A success condition was defined as the output category (output by SceneXplain) matching the target category (defined by the folder name). The score was determined by `successes`/(`successes`)+(`failures`). Any errors (e.g. timeouts) were excluded.

## What happens when it goes wrong?

There are several factors:

- Several categories are very similar, e.g. `sparse_residential`, `medium_residential`, `dense_residential`. SceneXplain often picks the wrong one. This can also be seen in cases like `road` vs `runway`.
- Occasionally it hallucinates a new category not specified in the `enum`, for example `residential`. Occasionally it glitches and assigns a category like `A`.
- Some category names like `chaparral` ([a scrubland common in California](https://en.wikipedia.org/wiki/Chaparral)) are uncommon words and/or concepts. It seems unlikely that many pictures of (and references to) chaparral are used in training datasets.

## Notes

- The first section of this notebook is largely function definition and general set up.

§ **TO BE DONE**
[A] In the SceneXplain evaluation text, what happened to errors such as timeouts when the score was calculated?
[B] Repeat word for word the part of the SceneXplain evaluation text starting with "- Some category" and going on through "general set up.".
[C] Go on with the SceneXplain evaluation text from the point where it stops.
These items were gathered from a separate source.

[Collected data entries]
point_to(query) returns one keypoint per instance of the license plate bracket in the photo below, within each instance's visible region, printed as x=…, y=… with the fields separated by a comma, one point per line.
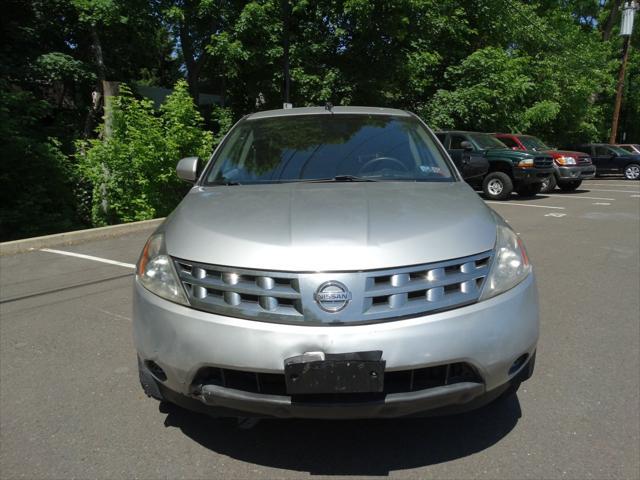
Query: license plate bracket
x=320, y=373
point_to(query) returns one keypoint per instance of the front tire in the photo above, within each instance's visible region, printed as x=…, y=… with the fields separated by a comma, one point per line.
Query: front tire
x=549, y=184
x=497, y=186
x=570, y=186
x=632, y=171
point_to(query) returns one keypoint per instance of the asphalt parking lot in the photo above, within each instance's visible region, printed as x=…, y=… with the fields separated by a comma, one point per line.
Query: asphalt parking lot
x=71, y=405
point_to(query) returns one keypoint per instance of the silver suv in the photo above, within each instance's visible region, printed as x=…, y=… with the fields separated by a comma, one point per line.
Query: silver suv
x=331, y=263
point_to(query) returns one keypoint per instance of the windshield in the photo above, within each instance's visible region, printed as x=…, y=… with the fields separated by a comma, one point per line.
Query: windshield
x=533, y=143
x=316, y=147
x=485, y=141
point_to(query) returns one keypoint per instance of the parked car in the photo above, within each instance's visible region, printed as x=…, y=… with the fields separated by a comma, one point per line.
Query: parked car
x=569, y=168
x=509, y=170
x=612, y=159
x=472, y=165
x=633, y=148
x=332, y=264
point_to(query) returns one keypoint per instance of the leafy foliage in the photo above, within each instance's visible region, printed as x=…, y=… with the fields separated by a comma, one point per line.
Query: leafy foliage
x=133, y=169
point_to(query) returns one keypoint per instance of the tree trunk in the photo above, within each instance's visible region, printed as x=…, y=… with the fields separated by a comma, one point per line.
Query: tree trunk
x=97, y=94
x=286, y=13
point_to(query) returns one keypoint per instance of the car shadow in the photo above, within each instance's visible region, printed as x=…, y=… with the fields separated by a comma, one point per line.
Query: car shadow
x=351, y=447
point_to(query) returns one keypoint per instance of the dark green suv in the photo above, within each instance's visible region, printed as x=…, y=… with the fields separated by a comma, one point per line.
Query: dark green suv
x=509, y=170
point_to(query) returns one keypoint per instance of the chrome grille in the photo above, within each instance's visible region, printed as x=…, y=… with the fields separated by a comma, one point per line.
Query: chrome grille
x=377, y=295
x=543, y=162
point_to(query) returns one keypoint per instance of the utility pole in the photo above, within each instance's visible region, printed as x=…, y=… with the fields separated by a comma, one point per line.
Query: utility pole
x=626, y=28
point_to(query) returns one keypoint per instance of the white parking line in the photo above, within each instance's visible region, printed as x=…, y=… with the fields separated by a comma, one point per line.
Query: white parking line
x=524, y=205
x=618, y=191
x=574, y=196
x=89, y=257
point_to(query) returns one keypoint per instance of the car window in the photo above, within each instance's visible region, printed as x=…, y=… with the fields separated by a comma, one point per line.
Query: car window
x=456, y=142
x=298, y=148
x=509, y=142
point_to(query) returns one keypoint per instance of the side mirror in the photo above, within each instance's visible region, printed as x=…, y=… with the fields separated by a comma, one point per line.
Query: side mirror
x=188, y=169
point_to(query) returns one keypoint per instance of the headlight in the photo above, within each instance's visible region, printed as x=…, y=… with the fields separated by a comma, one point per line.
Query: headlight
x=156, y=273
x=565, y=160
x=528, y=163
x=510, y=265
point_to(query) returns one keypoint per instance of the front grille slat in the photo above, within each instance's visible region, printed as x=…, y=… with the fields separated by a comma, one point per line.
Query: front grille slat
x=384, y=295
x=243, y=287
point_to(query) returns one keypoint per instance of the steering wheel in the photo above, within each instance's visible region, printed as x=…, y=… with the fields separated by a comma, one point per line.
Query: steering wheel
x=373, y=161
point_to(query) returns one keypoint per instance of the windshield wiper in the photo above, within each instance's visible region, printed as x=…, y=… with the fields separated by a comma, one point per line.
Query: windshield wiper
x=340, y=178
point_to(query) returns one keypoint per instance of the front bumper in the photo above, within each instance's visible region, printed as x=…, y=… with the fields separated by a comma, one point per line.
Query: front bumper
x=575, y=172
x=489, y=335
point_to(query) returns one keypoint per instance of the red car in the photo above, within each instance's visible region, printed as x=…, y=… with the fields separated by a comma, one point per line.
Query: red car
x=569, y=168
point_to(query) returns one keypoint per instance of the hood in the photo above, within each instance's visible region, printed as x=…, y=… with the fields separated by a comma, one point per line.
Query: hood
x=329, y=226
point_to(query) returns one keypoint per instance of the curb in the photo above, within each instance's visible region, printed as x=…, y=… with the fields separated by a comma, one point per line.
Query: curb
x=78, y=236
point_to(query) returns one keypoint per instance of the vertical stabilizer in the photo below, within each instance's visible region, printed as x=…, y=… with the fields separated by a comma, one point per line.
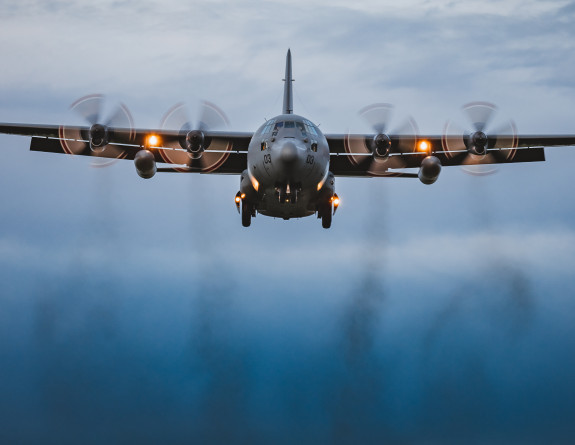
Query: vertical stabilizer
x=288, y=92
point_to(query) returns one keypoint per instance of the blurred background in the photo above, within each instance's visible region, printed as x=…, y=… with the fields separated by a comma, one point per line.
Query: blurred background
x=140, y=311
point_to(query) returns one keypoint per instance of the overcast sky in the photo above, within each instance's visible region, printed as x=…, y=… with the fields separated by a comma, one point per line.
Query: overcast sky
x=135, y=310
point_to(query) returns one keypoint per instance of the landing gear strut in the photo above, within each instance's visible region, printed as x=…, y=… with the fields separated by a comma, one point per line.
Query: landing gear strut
x=246, y=214
x=326, y=215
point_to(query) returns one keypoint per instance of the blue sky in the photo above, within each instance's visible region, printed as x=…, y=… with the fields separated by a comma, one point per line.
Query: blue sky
x=136, y=310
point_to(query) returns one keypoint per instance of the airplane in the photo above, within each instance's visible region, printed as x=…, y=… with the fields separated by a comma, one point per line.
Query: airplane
x=287, y=167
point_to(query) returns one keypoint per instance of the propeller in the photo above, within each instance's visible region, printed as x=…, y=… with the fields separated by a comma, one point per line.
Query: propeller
x=119, y=125
x=474, y=141
x=384, y=150
x=194, y=148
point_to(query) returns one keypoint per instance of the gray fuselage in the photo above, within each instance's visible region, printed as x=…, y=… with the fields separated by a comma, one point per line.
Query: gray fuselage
x=288, y=166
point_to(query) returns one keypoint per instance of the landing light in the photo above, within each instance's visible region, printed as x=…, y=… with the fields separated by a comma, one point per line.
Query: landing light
x=424, y=146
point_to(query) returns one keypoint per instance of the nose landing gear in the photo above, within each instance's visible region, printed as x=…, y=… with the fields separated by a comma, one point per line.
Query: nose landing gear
x=247, y=209
x=287, y=194
x=327, y=209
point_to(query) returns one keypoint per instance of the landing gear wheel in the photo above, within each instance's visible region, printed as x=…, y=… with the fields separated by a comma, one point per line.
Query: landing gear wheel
x=246, y=214
x=326, y=216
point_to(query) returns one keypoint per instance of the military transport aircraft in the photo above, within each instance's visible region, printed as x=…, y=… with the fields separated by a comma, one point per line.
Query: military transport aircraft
x=288, y=166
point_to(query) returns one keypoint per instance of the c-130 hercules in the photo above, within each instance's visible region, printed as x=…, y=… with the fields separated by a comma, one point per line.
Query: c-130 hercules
x=288, y=166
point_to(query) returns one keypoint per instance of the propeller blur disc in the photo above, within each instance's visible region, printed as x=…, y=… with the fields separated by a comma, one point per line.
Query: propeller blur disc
x=480, y=117
x=403, y=136
x=209, y=118
x=75, y=140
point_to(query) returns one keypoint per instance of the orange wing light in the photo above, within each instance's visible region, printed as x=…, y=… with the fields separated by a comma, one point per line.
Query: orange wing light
x=424, y=146
x=152, y=141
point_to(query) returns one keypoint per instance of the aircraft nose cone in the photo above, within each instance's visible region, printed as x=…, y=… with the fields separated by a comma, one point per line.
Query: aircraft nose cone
x=288, y=153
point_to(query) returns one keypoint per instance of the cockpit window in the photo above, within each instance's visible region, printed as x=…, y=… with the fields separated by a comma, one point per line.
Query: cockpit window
x=268, y=126
x=310, y=128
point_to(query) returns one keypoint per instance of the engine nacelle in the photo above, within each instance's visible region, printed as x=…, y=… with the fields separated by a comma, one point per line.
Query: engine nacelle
x=477, y=143
x=99, y=136
x=145, y=163
x=430, y=169
x=194, y=143
x=381, y=145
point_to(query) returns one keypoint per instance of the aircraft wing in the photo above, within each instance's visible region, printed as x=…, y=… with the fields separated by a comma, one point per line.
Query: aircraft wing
x=226, y=152
x=352, y=155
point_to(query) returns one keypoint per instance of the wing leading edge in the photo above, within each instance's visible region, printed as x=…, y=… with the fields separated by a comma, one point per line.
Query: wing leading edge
x=349, y=160
x=226, y=152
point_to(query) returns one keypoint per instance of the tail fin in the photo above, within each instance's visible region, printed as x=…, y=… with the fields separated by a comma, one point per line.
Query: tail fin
x=288, y=92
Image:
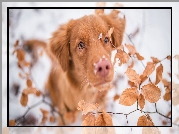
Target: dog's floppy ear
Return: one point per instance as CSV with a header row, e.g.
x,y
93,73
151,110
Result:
x,y
59,44
118,24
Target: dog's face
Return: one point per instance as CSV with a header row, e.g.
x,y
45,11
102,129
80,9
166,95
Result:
x,y
83,48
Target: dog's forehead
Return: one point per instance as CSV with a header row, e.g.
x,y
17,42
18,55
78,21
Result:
x,y
91,24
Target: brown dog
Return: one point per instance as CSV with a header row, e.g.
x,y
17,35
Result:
x,y
83,47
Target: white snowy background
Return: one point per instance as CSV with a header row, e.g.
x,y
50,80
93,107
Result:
x,y
153,39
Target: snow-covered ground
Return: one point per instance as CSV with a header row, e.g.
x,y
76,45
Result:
x,y
153,39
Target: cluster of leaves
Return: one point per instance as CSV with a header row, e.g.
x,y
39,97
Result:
x,y
141,87
30,87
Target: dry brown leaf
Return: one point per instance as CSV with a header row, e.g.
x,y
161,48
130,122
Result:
x,y
141,101
131,49
12,123
169,74
177,76
168,57
155,60
168,114
114,14
16,44
139,57
132,64
159,72
143,78
150,130
107,119
45,116
51,119
145,121
116,97
166,83
44,112
118,4
20,55
151,93
176,57
132,84
129,96
149,69
123,57
29,83
121,47
24,99
89,120
100,4
133,76
175,93
30,91
110,31
176,120
175,100
38,93
167,96
86,107
104,119
175,86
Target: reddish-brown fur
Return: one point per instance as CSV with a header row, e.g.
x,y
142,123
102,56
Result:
x,y
72,78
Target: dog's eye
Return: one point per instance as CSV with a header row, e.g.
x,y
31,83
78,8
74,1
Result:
x,y
106,40
81,45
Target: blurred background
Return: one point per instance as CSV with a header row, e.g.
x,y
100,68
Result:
x,y
149,30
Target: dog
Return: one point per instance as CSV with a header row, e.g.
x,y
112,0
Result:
x,y
82,68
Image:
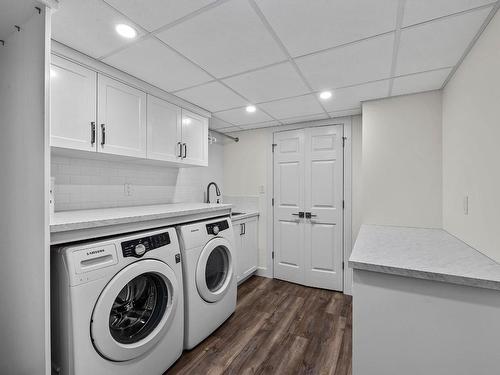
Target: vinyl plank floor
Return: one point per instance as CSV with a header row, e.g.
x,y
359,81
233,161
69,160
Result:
x,y
278,328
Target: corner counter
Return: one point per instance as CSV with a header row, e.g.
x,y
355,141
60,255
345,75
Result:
x,y
424,302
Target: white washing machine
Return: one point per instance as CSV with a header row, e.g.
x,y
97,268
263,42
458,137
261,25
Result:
x,y
208,263
118,305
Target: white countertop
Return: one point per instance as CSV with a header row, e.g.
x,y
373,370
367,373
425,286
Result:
x,y
84,219
431,254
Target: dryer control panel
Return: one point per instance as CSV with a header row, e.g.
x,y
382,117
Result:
x,y
215,228
140,246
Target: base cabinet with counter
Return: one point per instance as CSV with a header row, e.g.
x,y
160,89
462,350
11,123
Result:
x,y
246,246
423,303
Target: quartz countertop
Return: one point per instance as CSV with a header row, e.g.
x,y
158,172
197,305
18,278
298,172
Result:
x,y
431,254
84,219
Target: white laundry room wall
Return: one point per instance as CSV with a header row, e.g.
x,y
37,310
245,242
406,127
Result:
x,y
84,183
471,151
402,161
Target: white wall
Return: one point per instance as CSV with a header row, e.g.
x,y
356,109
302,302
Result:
x,y
402,157
471,146
357,191
246,178
83,183
24,237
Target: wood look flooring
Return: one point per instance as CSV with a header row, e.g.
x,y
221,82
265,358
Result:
x,y
278,328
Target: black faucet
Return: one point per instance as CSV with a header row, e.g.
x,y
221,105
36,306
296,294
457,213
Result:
x,y
217,192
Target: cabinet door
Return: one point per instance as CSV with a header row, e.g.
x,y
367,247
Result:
x,y
121,118
249,248
194,138
164,130
72,105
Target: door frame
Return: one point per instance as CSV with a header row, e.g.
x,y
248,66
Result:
x,y
346,122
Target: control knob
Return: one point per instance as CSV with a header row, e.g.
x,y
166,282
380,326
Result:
x,y
140,249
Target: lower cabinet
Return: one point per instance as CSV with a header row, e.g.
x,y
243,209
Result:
x,y
246,245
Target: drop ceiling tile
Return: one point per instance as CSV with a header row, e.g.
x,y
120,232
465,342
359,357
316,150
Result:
x,y
420,82
347,112
216,124
212,96
153,62
89,27
15,13
368,60
297,119
271,83
417,11
230,129
152,14
298,106
437,44
225,40
308,26
351,97
241,117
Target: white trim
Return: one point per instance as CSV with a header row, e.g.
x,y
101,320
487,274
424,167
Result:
x,y
68,53
347,232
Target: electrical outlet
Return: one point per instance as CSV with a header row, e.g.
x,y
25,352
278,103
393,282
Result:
x,y
128,190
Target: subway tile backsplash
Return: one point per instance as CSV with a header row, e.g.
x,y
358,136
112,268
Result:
x,y
87,183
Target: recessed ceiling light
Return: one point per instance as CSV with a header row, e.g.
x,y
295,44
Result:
x,y
325,95
126,31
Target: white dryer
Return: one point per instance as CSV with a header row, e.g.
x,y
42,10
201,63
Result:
x,y
208,263
118,305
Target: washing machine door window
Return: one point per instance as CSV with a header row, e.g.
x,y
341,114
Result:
x,y
214,271
134,310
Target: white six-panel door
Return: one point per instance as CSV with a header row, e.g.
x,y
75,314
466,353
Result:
x,y
121,118
288,202
308,179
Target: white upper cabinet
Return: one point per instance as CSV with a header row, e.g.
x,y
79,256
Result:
x,y
72,105
164,130
194,138
121,118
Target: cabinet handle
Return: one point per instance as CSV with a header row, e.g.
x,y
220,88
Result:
x,y
92,133
103,134
180,149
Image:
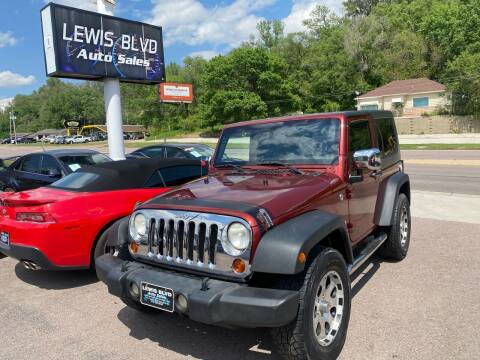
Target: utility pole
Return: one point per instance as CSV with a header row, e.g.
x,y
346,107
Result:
x,y
113,103
12,121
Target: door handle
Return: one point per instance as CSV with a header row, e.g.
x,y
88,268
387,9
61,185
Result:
x,y
377,174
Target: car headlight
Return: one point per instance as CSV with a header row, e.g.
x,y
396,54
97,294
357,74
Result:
x,y
138,226
238,239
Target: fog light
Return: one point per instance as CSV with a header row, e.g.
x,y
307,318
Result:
x,y
182,304
133,247
238,266
134,290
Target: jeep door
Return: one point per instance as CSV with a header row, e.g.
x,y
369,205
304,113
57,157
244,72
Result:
x,y
363,194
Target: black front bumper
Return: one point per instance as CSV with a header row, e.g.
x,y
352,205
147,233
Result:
x,y
220,303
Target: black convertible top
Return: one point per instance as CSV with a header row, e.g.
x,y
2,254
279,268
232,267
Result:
x,y
120,175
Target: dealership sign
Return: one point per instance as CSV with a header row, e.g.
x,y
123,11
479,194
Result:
x,y
176,93
86,45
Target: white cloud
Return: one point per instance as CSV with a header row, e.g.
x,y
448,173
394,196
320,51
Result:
x,y
81,4
302,9
206,54
191,23
4,103
7,39
10,79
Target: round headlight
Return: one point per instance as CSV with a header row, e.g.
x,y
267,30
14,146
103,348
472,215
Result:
x,y
238,239
139,225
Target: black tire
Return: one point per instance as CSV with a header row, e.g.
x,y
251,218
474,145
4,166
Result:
x,y
398,240
297,340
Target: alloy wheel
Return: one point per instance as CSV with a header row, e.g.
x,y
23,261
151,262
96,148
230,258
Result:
x,y
328,308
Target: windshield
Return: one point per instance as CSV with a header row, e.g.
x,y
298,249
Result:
x,y
75,162
306,142
200,152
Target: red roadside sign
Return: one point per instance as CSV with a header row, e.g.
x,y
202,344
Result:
x,y
176,93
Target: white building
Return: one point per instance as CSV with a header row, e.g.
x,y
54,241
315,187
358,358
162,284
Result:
x,y
411,97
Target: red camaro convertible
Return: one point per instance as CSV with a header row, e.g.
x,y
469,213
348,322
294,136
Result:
x,y
65,225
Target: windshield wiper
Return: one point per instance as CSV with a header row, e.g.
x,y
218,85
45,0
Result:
x,y
278,163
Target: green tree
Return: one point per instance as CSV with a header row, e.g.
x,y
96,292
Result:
x,y
270,33
463,80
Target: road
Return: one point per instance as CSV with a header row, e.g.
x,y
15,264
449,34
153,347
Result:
x,y
444,171
425,307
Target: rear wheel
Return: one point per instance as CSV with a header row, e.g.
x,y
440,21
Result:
x,y
320,329
398,240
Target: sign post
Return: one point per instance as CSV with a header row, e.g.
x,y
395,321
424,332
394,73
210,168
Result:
x,y
86,45
113,101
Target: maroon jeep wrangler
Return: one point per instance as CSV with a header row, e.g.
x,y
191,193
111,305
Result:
x,y
290,209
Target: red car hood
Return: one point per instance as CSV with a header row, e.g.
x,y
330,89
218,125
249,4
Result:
x,y
278,194
35,197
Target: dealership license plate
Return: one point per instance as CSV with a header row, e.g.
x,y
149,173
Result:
x,y
157,296
4,239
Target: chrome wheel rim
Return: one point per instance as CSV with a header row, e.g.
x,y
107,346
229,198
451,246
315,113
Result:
x,y
328,308
404,226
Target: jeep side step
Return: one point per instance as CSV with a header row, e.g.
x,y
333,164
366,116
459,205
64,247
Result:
x,y
367,250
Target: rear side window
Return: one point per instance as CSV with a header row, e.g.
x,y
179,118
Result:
x,y
50,165
75,181
386,136
155,152
175,153
31,163
178,175
359,134
155,180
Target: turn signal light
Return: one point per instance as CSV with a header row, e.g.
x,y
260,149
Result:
x,y
133,247
238,266
35,217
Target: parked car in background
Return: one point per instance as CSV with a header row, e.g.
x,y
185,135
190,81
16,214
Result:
x,y
26,140
78,139
185,151
60,139
66,225
39,169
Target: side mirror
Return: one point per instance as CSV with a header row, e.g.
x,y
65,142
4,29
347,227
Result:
x,y
54,173
368,159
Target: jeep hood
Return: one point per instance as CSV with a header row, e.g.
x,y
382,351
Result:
x,y
278,194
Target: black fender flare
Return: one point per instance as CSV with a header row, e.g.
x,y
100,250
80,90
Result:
x,y
118,232
280,247
387,197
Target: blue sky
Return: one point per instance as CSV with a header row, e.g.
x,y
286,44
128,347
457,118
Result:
x,y
191,27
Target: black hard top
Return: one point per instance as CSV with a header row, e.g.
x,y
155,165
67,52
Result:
x,y
128,174
178,145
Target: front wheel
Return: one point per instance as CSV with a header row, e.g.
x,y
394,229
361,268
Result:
x,y
398,240
320,329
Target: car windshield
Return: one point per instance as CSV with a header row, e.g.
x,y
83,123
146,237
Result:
x,y
200,152
75,162
308,142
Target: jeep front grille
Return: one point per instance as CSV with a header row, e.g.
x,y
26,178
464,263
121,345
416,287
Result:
x,y
183,238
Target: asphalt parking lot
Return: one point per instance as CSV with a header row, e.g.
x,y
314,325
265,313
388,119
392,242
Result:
x,y
425,307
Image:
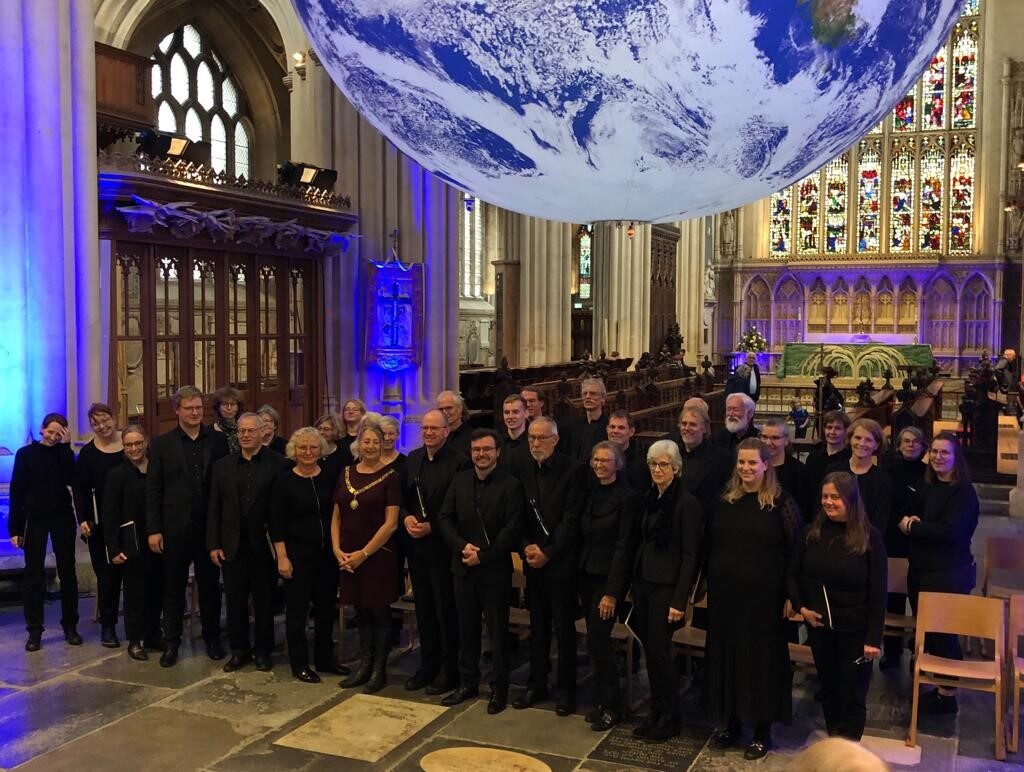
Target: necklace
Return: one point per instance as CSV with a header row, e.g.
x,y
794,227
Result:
x,y
354,503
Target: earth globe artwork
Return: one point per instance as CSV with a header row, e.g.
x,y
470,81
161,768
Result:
x,y
625,110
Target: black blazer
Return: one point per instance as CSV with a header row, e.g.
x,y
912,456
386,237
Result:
x,y
124,501
560,510
500,512
223,523
608,533
671,531
169,495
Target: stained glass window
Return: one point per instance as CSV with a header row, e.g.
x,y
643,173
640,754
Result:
x,y
868,195
907,187
962,199
195,95
901,203
781,221
965,75
933,164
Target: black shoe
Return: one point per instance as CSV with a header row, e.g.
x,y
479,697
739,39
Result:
x,y
757,749
565,705
306,676
646,725
109,637
605,720
214,650
170,655
498,702
442,685
360,676
334,669
461,695
418,681
237,661
136,650
938,704
666,727
529,698
725,738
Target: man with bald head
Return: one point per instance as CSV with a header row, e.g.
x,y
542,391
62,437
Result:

§ **PER-TASK ANSWERS**
[A] They were excluded.

[B]
- Some category names like `chaparral` ([a scrubland common in California](https://en.wikipedia.org/wiki/Chaparral)) are uncommon words and/or concepts. It seems unlikely that many pictures of (and references to) chaparral are used in training datasets.

## Notes

- The first section of this notebook is largely function definition and general set up.

[C]
- We are using a subset of the full datasets, pre-processed for use with SceneXplain's API (e.g. resizing to manageable size, converting to common format, making directory structure consistent). For the sake of space and processing power, this is stored directly in our repo (otherwise there would be even more stuff in this notebook).
- While SceneXplain offers batch processing, we simply use serial transmission in this notebook, since we need to send the image data and then compare SceneXplain's output with the target label. Doing this in a batched manner is surely possible, but would take longer to implement.

## Before you start

Get a [secret](https://scenex.jina.ai/api) to access SceneXplain's API and enter it below:

In [1]:
SCENEX_SECRET = '<YOUR SECRET>'

In [2]:
# ensure we're always using latest version by deleting whatever we've got and cloning from scratch
!rm -rf scenex-geospatial

In [3]:
!git clone https://github.com/alexcg1/scenex-geospatial.git

import os
os.chdir('scenex-geospatial')

Cloning into 'scenex-geospatial'...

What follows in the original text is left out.